(Stated exercise) Edit the entries from the line that contains "Where can the round" through the line that contains "[[39, 234]]", inclusive, so that "found here" becomes "located here" throughout, with all else left unchanged. Return only those lines.

BEGIN Dataset rows

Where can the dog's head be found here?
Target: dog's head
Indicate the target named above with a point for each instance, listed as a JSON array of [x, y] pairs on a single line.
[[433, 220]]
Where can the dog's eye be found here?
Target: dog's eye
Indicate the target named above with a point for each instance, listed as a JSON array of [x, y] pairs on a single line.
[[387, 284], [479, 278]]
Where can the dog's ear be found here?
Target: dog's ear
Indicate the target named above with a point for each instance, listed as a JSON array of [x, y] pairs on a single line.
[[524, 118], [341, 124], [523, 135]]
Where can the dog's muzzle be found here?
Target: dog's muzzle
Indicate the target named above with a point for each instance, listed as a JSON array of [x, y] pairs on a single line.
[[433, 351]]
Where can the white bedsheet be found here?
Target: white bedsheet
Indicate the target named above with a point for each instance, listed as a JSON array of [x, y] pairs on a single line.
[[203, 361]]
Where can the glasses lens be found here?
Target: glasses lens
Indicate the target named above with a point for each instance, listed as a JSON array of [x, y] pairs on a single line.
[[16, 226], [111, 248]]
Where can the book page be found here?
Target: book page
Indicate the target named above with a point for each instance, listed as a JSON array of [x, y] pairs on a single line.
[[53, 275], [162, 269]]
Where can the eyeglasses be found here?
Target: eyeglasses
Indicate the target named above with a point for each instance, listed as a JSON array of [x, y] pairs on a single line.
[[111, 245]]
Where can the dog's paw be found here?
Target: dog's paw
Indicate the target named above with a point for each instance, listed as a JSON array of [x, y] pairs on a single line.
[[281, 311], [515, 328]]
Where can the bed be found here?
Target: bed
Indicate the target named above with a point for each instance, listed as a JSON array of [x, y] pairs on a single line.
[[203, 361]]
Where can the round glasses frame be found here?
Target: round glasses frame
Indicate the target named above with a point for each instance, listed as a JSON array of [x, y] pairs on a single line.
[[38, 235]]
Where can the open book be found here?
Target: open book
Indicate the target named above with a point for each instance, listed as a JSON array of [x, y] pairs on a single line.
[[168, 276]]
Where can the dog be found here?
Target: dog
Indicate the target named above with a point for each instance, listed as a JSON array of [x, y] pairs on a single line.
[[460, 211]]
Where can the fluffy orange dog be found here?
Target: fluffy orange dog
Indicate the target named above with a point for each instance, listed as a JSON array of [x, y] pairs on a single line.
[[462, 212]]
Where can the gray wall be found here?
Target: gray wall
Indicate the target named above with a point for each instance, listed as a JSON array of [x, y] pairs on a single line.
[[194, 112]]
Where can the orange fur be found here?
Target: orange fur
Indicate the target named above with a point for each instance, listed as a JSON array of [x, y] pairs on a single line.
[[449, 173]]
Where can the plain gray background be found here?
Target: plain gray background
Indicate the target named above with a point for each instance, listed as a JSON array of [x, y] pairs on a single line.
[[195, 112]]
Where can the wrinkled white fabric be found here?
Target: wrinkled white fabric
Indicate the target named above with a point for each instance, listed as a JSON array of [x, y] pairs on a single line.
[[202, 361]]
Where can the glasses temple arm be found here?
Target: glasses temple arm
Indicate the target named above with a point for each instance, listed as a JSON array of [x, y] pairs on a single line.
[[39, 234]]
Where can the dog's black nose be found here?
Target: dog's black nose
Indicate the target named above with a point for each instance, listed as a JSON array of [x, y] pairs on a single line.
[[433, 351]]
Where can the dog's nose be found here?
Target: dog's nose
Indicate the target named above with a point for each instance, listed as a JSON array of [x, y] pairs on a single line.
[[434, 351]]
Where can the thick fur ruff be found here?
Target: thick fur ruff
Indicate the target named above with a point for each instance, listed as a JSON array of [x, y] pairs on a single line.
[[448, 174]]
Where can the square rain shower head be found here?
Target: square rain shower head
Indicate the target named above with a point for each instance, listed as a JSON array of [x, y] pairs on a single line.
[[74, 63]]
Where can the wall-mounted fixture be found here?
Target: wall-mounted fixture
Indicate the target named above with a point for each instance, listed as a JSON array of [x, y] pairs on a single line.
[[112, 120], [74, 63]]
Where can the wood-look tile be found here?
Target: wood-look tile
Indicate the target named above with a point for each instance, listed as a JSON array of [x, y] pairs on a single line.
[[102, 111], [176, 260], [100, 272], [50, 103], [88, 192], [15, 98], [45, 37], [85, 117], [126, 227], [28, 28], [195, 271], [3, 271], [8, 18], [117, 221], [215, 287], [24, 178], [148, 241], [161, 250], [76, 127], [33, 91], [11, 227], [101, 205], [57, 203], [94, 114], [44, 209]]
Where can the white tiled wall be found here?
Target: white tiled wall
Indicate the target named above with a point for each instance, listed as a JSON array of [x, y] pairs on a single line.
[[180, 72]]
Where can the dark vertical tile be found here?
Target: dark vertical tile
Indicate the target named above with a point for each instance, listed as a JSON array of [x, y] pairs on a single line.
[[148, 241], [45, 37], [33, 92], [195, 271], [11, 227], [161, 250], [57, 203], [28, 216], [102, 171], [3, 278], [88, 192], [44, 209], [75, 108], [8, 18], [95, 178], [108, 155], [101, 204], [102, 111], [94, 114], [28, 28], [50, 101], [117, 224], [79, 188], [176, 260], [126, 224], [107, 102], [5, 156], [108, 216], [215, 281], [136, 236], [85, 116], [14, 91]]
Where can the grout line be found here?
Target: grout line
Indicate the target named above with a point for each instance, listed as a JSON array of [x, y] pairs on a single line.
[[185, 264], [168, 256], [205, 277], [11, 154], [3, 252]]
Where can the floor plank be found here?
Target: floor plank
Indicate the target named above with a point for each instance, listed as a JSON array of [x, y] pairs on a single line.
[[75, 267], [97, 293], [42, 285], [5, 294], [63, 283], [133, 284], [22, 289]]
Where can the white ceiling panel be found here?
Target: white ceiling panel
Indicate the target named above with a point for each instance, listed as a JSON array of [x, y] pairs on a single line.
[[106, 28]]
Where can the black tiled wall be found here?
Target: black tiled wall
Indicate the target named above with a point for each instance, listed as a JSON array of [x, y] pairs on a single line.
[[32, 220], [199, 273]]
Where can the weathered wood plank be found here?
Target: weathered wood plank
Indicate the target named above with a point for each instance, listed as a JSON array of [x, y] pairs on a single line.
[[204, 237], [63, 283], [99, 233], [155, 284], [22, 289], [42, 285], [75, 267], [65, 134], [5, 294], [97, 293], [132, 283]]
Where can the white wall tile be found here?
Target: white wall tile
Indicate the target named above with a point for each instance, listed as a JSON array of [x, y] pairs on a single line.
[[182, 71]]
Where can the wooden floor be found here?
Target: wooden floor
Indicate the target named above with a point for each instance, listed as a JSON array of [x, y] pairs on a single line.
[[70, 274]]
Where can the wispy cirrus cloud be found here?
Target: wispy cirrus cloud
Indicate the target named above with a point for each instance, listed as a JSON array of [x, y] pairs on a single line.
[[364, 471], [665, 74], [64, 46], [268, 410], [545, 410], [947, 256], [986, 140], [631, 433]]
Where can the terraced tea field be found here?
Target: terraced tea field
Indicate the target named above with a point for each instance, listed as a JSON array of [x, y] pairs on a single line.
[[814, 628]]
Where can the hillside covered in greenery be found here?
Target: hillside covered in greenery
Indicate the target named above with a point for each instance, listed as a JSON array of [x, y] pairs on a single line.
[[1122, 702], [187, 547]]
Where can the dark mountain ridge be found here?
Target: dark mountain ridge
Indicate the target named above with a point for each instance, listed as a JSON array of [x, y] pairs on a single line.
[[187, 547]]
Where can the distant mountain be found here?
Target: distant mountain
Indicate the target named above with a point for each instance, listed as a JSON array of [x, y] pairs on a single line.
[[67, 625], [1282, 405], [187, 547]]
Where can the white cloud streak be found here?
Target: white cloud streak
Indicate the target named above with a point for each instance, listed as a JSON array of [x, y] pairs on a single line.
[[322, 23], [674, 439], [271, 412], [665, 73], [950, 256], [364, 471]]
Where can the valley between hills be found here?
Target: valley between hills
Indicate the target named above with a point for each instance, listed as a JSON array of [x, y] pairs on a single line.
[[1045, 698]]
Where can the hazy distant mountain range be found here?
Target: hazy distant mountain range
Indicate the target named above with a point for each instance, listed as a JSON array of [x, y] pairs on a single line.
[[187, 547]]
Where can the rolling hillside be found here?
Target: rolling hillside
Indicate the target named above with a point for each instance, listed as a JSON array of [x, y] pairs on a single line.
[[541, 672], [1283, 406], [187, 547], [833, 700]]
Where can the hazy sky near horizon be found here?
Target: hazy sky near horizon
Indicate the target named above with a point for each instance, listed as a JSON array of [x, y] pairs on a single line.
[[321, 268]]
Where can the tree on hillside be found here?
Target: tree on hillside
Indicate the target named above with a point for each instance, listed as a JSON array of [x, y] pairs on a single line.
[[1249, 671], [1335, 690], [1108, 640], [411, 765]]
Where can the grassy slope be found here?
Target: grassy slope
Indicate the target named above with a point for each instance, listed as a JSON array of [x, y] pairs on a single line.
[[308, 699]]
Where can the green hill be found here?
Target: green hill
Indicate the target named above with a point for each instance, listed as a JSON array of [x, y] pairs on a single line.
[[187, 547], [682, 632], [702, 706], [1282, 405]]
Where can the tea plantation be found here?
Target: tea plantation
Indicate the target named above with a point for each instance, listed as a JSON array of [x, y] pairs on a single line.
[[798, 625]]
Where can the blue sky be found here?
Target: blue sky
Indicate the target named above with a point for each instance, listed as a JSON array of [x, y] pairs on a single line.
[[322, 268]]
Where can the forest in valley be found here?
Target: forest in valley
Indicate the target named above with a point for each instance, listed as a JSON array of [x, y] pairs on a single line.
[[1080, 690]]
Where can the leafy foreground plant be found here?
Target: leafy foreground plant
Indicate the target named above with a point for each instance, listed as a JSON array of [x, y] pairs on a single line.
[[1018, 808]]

END Dataset rows

(Correct result)
Where can the round glasses frame be located here?
Target: round glasses frame
Indicate the target named above with a point for each instance, listed as a JSON array of [x, y] pairs on a single line.
[[38, 235]]
Where can the open book be located here?
Target: open book
Indicate the target named above with a point for each instance, listed as a JSON array of [x, y] pairs on a single line.
[[168, 276]]
Where can the dog be located here?
Target: dog
Indicate the target named above with a point for each instance, listed as a JSON array of [x, y] pairs on a single line.
[[460, 211]]
Where can the fluffy orange dog be located here?
Target: fluffy orange dog
Indicate the target named above with a point for each instance, listed as a JSON array of [x, y] pairs on a single line.
[[462, 212]]
Where can the gray wall be located here?
Target: gray wall
Indicate the target named above with a point for each instance, listed as a JSON array of [x, y] pairs on a single line.
[[194, 112]]
Where can the orange fur be located here?
Target: orange fur
Indicate the target named above with a point for each instance, listed as a JSON array of [x, y] pairs on a single line.
[[449, 173]]
Where can the plain gray background be located here?
Target: plain gray background
Indicate the target named above with a point for each instance, listed as a JSON array of [x, y] pairs on a single line.
[[195, 112]]
Where can the wrinkled white fabric be located here?
Target: wrinkled white fabric
Indicate the target named above with a point for each instance, listed as a JSON array of [x, y] pairs on a single line.
[[202, 361]]
Where can the glasses temple arm be located here?
Target: glasses temple arm
Indicate the target named above with a point for each instance, listed as a JSON array of [x, y] pairs on a single line.
[[39, 234]]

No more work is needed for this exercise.